═══ DATA EXTRACTS ═══

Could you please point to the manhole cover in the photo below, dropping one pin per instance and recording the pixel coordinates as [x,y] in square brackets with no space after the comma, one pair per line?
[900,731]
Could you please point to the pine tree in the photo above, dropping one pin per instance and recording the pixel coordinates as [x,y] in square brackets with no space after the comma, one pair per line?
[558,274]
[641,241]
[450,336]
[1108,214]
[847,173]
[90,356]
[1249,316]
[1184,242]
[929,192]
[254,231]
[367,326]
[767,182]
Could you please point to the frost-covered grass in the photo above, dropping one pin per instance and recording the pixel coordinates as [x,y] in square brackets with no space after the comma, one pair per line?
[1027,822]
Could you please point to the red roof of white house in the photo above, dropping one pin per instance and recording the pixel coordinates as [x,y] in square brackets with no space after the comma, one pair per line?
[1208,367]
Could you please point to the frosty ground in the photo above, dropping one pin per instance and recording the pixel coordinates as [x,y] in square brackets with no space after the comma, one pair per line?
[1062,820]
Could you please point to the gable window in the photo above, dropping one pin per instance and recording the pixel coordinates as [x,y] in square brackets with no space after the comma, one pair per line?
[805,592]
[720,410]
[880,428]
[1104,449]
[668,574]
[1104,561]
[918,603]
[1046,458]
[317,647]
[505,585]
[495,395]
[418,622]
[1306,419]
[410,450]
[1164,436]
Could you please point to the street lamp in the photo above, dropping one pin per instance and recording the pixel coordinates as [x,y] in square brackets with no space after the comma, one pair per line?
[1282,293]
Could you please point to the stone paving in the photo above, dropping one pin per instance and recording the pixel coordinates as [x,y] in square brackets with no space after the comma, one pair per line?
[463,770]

═══

Transcribe the records above exactly.

■ **RESPONSE BELOW**
Could you please point to the manhole cover in the photo below, dropping one pin per instance and recording the pixel coordinates as [x,y] in square brackets with no space after the comma, one pair per line?
[900,731]
Could you please point to the pine tree in the photo above, dropping one pin per instance and recording the pixel coordinates as [x,y] in square brackets with no space after the comma, one pair per line?
[558,274]
[641,241]
[450,336]
[1108,214]
[847,173]
[90,356]
[1249,316]
[1184,242]
[929,192]
[254,231]
[367,326]
[767,182]
Could you please point to the frost-covered grass in the photo above, dropping one pin per instance and recording the pixel coordinates as [x,y] in square brackets with no space after the comma, one pair per line?
[1027,822]
Could you please point to the red roof of white house in the photo above, dropping one pin per instance and recording the pixel coordinates as [x,y] in square brackets with no space after the comma, one pair per line?
[1208,367]
Could you please point to the frosty ground in the photo above, dropping one pin per instance and recording the pixel coordinates as [x,y] in square brackets with no space after the comma, one pair per line?
[1062,820]
Could you please point to the gable window in the photo above, dropping one pin per instance and recording the pixel coordinates as [x,y] in square brackets with no space after the comma, one pair per line?
[805,592]
[720,410]
[880,428]
[1104,449]
[668,574]
[1104,561]
[918,603]
[1046,458]
[317,647]
[505,585]
[495,395]
[418,622]
[1306,419]
[410,450]
[1164,436]
Could you please point to the street lamp in the photo above, dropping one pin per instance and recording the pixel coordinates as [x,y] in square brackets with no space after the comma, one pair per line?
[1282,293]
Could you please point to the stone paving in the photo above, dropping one pin per instance and recording the pixel coordinates as [x,y] in square brackets with no space after the comma, one pair per line?
[463,770]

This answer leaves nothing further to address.